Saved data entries
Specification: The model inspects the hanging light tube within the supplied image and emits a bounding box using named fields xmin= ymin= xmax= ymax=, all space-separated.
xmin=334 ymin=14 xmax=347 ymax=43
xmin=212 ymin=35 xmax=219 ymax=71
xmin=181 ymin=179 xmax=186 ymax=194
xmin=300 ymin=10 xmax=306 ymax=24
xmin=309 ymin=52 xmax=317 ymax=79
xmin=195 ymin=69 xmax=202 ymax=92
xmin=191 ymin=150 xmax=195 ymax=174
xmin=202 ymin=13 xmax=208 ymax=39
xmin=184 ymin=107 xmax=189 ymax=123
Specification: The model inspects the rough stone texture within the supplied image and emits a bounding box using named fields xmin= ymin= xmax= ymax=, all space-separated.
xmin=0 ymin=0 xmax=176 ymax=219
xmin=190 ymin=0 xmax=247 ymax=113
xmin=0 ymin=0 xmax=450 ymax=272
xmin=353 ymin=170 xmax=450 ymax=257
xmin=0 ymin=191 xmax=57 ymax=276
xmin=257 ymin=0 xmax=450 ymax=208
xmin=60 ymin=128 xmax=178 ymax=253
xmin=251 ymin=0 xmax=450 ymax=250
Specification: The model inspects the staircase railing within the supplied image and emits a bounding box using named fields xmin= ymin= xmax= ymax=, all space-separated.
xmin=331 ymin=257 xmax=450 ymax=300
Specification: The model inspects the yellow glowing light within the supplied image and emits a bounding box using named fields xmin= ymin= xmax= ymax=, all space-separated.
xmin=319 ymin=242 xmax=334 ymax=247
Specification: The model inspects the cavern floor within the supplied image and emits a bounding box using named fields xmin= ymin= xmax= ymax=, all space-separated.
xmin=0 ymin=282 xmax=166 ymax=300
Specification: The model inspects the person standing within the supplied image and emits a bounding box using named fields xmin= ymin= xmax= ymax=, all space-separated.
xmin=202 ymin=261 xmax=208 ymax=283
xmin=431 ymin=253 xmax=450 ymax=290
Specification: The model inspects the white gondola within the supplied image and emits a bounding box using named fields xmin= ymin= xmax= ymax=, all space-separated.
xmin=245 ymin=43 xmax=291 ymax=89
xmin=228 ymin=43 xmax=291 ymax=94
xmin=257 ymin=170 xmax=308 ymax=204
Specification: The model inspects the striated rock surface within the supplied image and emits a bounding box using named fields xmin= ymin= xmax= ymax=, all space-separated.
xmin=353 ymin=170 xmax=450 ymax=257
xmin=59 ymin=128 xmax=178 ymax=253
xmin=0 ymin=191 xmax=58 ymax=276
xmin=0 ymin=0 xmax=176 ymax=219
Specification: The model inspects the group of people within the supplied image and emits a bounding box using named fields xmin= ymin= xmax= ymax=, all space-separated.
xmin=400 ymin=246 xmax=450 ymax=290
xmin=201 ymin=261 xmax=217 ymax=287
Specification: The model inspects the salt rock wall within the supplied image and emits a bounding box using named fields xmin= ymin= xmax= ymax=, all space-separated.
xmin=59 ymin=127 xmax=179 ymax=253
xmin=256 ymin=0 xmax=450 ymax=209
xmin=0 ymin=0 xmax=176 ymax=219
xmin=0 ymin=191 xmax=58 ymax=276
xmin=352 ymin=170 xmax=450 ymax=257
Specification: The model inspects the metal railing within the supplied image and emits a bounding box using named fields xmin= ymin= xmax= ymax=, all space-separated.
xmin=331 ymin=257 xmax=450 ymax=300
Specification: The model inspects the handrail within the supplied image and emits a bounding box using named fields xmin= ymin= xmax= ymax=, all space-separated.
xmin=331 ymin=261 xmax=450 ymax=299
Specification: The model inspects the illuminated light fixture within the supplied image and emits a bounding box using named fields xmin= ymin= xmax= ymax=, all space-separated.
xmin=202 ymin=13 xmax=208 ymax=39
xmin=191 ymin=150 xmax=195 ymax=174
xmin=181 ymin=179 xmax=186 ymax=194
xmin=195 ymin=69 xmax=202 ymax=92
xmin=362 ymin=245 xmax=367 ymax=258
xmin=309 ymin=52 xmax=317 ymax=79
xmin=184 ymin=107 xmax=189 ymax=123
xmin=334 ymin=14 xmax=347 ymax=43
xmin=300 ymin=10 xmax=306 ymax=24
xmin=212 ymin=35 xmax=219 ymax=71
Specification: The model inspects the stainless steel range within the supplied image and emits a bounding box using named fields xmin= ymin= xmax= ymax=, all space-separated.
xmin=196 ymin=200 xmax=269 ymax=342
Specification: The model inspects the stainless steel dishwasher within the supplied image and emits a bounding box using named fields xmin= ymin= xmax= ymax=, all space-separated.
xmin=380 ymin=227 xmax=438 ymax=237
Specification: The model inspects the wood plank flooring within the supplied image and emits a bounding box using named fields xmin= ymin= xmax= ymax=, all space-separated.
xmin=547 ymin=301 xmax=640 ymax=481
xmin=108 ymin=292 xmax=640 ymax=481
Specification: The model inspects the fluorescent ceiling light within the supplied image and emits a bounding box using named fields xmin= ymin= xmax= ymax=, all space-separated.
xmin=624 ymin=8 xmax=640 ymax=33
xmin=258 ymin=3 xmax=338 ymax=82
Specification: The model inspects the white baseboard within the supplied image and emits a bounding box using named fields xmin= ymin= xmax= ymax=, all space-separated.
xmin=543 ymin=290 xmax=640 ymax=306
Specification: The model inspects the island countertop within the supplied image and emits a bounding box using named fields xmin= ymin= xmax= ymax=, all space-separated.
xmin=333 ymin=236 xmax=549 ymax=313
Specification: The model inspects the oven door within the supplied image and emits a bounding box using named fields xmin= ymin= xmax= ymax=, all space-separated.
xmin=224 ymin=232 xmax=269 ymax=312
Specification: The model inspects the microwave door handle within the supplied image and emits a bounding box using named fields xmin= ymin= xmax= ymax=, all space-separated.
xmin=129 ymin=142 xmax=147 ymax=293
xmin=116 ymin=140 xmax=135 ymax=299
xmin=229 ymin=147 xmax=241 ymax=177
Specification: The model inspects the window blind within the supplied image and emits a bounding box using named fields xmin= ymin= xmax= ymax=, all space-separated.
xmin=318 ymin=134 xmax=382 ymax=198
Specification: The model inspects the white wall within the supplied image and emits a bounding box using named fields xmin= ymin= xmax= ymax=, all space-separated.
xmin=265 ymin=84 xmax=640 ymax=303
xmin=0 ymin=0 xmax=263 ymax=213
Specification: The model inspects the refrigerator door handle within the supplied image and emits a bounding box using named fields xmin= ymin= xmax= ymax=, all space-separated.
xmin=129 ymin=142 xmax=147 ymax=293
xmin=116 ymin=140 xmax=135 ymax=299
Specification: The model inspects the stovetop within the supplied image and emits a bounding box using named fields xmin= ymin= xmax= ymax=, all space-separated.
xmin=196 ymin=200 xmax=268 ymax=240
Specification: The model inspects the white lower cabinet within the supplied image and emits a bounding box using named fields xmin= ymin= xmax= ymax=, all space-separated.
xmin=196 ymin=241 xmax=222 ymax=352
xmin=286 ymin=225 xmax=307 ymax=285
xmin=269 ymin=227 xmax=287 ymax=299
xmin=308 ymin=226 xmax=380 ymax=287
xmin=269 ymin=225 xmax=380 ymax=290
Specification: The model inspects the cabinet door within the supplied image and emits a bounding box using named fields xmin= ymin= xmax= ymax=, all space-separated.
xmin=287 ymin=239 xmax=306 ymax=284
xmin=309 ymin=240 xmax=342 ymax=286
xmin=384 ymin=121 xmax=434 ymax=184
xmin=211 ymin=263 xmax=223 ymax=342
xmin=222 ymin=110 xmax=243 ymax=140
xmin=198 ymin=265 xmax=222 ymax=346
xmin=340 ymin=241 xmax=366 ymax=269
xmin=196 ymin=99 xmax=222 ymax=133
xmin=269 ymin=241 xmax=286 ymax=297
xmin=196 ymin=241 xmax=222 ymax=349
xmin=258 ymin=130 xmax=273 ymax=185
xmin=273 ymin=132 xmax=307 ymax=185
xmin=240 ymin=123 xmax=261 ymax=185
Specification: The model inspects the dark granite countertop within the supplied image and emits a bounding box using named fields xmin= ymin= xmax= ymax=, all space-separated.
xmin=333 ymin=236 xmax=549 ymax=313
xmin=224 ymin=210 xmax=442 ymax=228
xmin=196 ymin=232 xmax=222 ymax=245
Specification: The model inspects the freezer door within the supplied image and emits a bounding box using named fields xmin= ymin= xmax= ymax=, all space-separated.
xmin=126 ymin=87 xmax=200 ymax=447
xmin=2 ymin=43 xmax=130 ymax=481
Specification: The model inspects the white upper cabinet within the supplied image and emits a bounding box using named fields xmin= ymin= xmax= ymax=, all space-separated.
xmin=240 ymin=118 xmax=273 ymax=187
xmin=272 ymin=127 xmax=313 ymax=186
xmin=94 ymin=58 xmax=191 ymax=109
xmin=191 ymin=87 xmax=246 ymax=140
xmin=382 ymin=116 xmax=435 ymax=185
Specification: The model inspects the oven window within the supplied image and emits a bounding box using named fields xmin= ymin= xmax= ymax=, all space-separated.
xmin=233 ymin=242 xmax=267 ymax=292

▶ [GIVEN PROBLEM]: Please reproduce the data above word for word, from its first line through the line containing "xmin=257 ymin=170 xmax=308 ymax=204".

▶ [SOLUTION TO THIS PROBLEM]:
Specification: The model inspects the hanging light tube within the supplied image and emits a bounding box using named fields xmin= ymin= xmax= ymax=, all space-separated.
xmin=334 ymin=14 xmax=347 ymax=43
xmin=212 ymin=35 xmax=219 ymax=71
xmin=181 ymin=179 xmax=186 ymax=194
xmin=300 ymin=10 xmax=306 ymax=24
xmin=309 ymin=52 xmax=317 ymax=79
xmin=195 ymin=69 xmax=202 ymax=92
xmin=191 ymin=150 xmax=195 ymax=174
xmin=202 ymin=13 xmax=208 ymax=39
xmin=184 ymin=107 xmax=189 ymax=123
Specification: The model inspects the rough stone texture within the supplied image and emits a bounding box using named fields xmin= ymin= xmax= ymax=, all space-separated.
xmin=0 ymin=0 xmax=176 ymax=219
xmin=190 ymin=0 xmax=247 ymax=113
xmin=0 ymin=0 xmax=450 ymax=272
xmin=353 ymin=170 xmax=450 ymax=257
xmin=0 ymin=191 xmax=57 ymax=276
xmin=257 ymin=0 xmax=450 ymax=208
xmin=60 ymin=128 xmax=178 ymax=253
xmin=251 ymin=0 xmax=450 ymax=250
Specification: The model inspects the staircase railing within the supplied image and emits a bounding box using named fields xmin= ymin= xmax= ymax=, all space-separated.
xmin=331 ymin=257 xmax=450 ymax=300
Specification: The model inspects the yellow glowing light within the supplied image and emits a bounding box using named fields xmin= ymin= xmax= ymax=, all space-separated.
xmin=319 ymin=242 xmax=334 ymax=247
Specification: The model inspects the cavern floor within the supplied image and emits a bounding box using named fields xmin= ymin= xmax= ymax=, all space-separated.
xmin=0 ymin=282 xmax=166 ymax=300
Specification: The model inspects the person standing within the supplied image and emits a bounding box using named fields xmin= ymin= xmax= ymax=, all space-separated.
xmin=202 ymin=261 xmax=208 ymax=283
xmin=431 ymin=253 xmax=450 ymax=290
Specification: The model inspects the white gondola within the supplied image and emits a bounding box using named fields xmin= ymin= xmax= ymax=, all space-separated.
xmin=245 ymin=43 xmax=291 ymax=89
xmin=228 ymin=43 xmax=291 ymax=94
xmin=257 ymin=170 xmax=308 ymax=204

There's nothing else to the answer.